Exercise details:
Could you continue the patch thread about splitting the mbuf free call in memnic, starting right after its last line?

Given text:
↓↓↓

[dpdk-dev,memnic,7/7] pmd: split calling mbuf free

Message ID 7F861DC0615E0C47A872E6F3C5FCDDBD011A99C6@BPXM14GP.gisp.nec.co.jp (mailing list archive)
State Superseded, archived
Headers

Commit Message

Hiroshi Shimamoto Sept. 11, 2014, 7:52 a.m. UTC
  From: Hiroshi Shimamoto <h-shimamoto@ct.jp.nec.com>

In rte_pktmbuf_free(), there might be cache miss/memory stall issue.
In small packet case, it could harm the performance.

From the result of memnic-tester, in less than 1024 frame size the
performance could be improved.

Using Xeon E5-2697 v2 @ 2.70GHz, 4 vCPU.
 size |  before  |  after
   64 | 5.55Mpps | 5.83Mpps
  128 | 5.44Mpps | 5.71Mpps
  256 | 5.22Mpps | 5.40Mpps
  512 | 4.52Mpps | 4.64Mpps
 1024 | 3.73Mpps | 3.68Mpps
 1280 | 3.22Mpps | 3.17Mpps
 1518 | 2.93Mpps | 2.90Mpps

Signed-off-by: Hiroshi Shimamoto <h-shimamoto@ct.jp.nec.com>
Reviewed-by: Hayato Momma <h-momma@ce.jp.nec.com>
---
 pmd/pmd_memnic.c | 6 +++---
 1 file changed, 3 insertions(+), 3 deletions(-)
  

Comments

Thomas Monjalon Sept. 24, 2014, 3:20 p.m. UTC | #1
2014-09-11 07:52, Hiroshi Shimamoto:
> @@ -408,9 +408,9 @@ retry:
>  
>  		rte_compiler_barrier();
>  		p->status = MEMNIC_PKT_ST_FILLED;
> -
> -		rte_pktmbuf_free(tx_pkts[nr]);
>  	}
> +	for (i = 0; i < nr; i++)

↑↑↑

Dataset records:

↓↓↓

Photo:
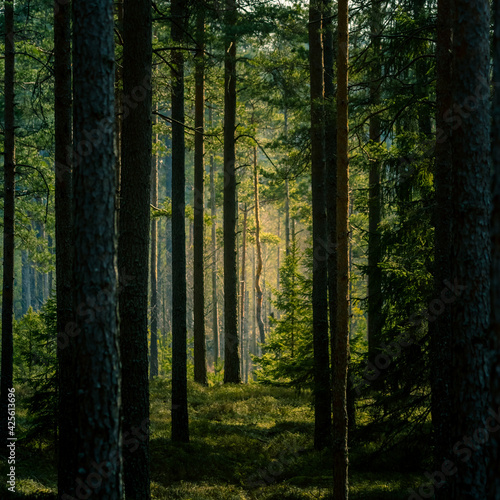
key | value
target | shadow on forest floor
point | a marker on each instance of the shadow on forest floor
(247, 442)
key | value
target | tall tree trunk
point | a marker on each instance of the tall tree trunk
(213, 213)
(26, 301)
(153, 358)
(493, 492)
(374, 202)
(242, 291)
(341, 345)
(471, 241)
(34, 301)
(8, 221)
(331, 173)
(64, 247)
(180, 424)
(200, 350)
(231, 348)
(133, 240)
(440, 329)
(258, 245)
(40, 277)
(118, 108)
(97, 368)
(322, 393)
(287, 216)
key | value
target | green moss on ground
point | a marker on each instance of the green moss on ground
(247, 441)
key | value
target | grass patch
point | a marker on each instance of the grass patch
(247, 441)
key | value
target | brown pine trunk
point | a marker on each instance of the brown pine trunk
(133, 240)
(200, 351)
(243, 333)
(374, 203)
(97, 369)
(213, 213)
(341, 345)
(470, 259)
(322, 393)
(494, 467)
(64, 246)
(231, 341)
(180, 423)
(258, 272)
(118, 106)
(440, 329)
(8, 222)
(153, 358)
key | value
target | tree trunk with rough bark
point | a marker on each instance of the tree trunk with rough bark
(470, 258)
(340, 358)
(153, 358)
(231, 341)
(440, 330)
(133, 241)
(374, 202)
(200, 350)
(180, 423)
(322, 392)
(8, 221)
(97, 371)
(64, 246)
(258, 245)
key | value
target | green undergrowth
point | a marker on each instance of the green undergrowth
(246, 441)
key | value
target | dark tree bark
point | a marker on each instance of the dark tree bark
(287, 217)
(97, 368)
(64, 246)
(118, 107)
(340, 354)
(493, 492)
(133, 240)
(243, 335)
(374, 202)
(153, 275)
(26, 301)
(213, 213)
(8, 221)
(322, 393)
(231, 341)
(180, 424)
(259, 265)
(200, 350)
(440, 329)
(471, 241)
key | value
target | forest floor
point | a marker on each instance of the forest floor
(248, 441)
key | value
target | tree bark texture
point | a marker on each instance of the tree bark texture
(97, 370)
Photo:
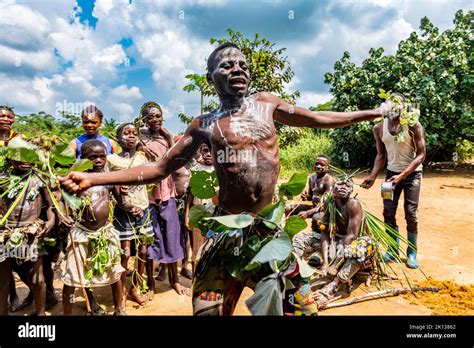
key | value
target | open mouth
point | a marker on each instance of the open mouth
(238, 81)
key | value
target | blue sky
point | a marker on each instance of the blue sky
(119, 54)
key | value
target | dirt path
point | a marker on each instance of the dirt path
(446, 252)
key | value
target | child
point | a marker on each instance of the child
(20, 238)
(97, 244)
(204, 164)
(134, 224)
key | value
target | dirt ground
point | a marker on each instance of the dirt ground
(446, 253)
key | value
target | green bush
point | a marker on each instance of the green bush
(300, 156)
(432, 69)
(465, 150)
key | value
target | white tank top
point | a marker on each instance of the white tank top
(399, 154)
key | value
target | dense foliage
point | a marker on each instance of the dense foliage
(433, 69)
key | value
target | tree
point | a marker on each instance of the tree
(67, 126)
(434, 70)
(269, 70)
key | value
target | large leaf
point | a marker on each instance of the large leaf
(73, 202)
(268, 296)
(203, 184)
(294, 225)
(63, 154)
(228, 222)
(81, 165)
(198, 212)
(305, 270)
(20, 150)
(273, 212)
(294, 186)
(236, 260)
(277, 249)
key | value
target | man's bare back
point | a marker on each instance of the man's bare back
(245, 153)
(241, 135)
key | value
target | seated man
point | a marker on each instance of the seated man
(318, 184)
(354, 252)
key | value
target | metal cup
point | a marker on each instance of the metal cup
(387, 190)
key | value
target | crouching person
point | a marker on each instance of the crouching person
(354, 252)
(94, 258)
(21, 236)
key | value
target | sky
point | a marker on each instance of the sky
(64, 55)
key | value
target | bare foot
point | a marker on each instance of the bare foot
(162, 275)
(186, 273)
(120, 312)
(181, 290)
(151, 294)
(15, 304)
(134, 295)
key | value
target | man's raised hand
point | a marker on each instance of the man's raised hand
(368, 183)
(75, 182)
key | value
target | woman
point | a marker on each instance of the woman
(91, 122)
(169, 244)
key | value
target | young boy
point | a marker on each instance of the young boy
(348, 221)
(318, 184)
(22, 233)
(241, 124)
(205, 164)
(92, 228)
(133, 224)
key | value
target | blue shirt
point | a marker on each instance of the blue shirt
(84, 137)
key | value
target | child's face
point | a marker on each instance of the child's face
(154, 119)
(206, 155)
(343, 189)
(7, 118)
(321, 165)
(91, 123)
(98, 156)
(128, 137)
(21, 167)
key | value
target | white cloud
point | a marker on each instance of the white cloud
(308, 99)
(122, 92)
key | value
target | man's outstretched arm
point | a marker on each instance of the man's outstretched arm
(180, 154)
(295, 116)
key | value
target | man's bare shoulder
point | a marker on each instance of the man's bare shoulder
(266, 97)
(417, 128)
(354, 205)
(377, 130)
(203, 121)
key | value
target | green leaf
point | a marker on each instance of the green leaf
(235, 262)
(81, 165)
(63, 154)
(20, 150)
(305, 270)
(294, 186)
(73, 202)
(228, 222)
(273, 212)
(277, 249)
(295, 224)
(268, 297)
(203, 184)
(49, 241)
(198, 212)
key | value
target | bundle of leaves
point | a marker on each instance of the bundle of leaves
(274, 251)
(48, 162)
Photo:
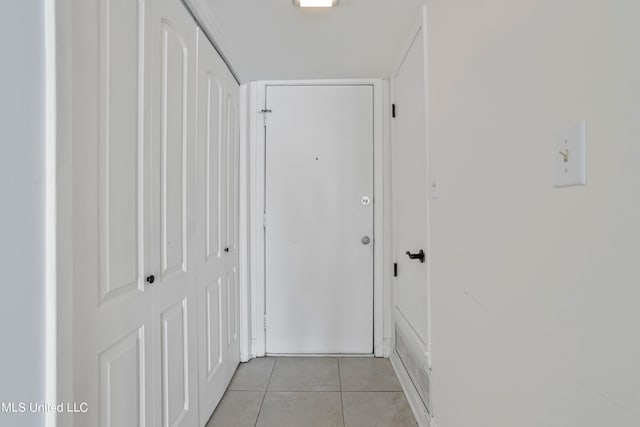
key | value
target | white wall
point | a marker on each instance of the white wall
(22, 207)
(536, 290)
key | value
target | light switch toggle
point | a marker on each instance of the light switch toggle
(565, 155)
(569, 159)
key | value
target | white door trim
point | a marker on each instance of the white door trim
(382, 327)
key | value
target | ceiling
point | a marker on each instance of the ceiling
(274, 40)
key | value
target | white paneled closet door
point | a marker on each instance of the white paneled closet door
(112, 182)
(173, 234)
(217, 226)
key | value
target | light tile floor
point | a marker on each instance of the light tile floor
(314, 392)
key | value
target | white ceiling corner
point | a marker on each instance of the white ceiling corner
(274, 40)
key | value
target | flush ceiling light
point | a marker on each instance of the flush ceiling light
(316, 3)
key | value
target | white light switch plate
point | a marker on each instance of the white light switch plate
(569, 158)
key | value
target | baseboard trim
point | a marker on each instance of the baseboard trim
(415, 402)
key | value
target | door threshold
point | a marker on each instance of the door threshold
(318, 355)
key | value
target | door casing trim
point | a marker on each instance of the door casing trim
(383, 268)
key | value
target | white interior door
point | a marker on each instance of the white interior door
(174, 304)
(216, 226)
(112, 305)
(410, 192)
(319, 219)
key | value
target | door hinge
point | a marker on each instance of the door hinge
(264, 113)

↑↑↑

Reply to the exercise:
> +		rte_pktmbuf_free(tx_pkts[i]);
>  
>  	/* stats */
>  	st->opackets += pkts;
> 

You are bursting mbuf freeing. Why title is about "split"?
  
Wiles, Roger Keith Sept. 24, 2014, 4:01 p.m. UTC | #2
On Sep 24, 2014, at 10:20 AM, Thomas Monjalon <thomas.monjalon@6wind.com> wrote:

> 2014-09-11 07:52, Hiroshi Shimamoto:
>> @@ -408,9 +408,9 @@ retry:
>> 
>> 		rte_compiler_barrier();
>> 		p->status = MEMNIC_PKT_ST_FILLED;
>> -
>> -		rte_pktmbuf_free(tx_pkts[nr]);
>> 	}
>> +	for (i = 0; i < nr; i++)
>> +		rte_pktmbuf_free(tx_pkts[i]);
>> 
>> 	/* stats */
>> 	st->opackets += pkts;
>> 
> 
> You are bursting mbuf freeing. Why title is about "split”?

Maybe this should be a new API as in rte_pktmbuf_bulk_free(tx_pkts, nr); ??
This would remove the loop in the application and I know I have done the same thing for Pktgen too.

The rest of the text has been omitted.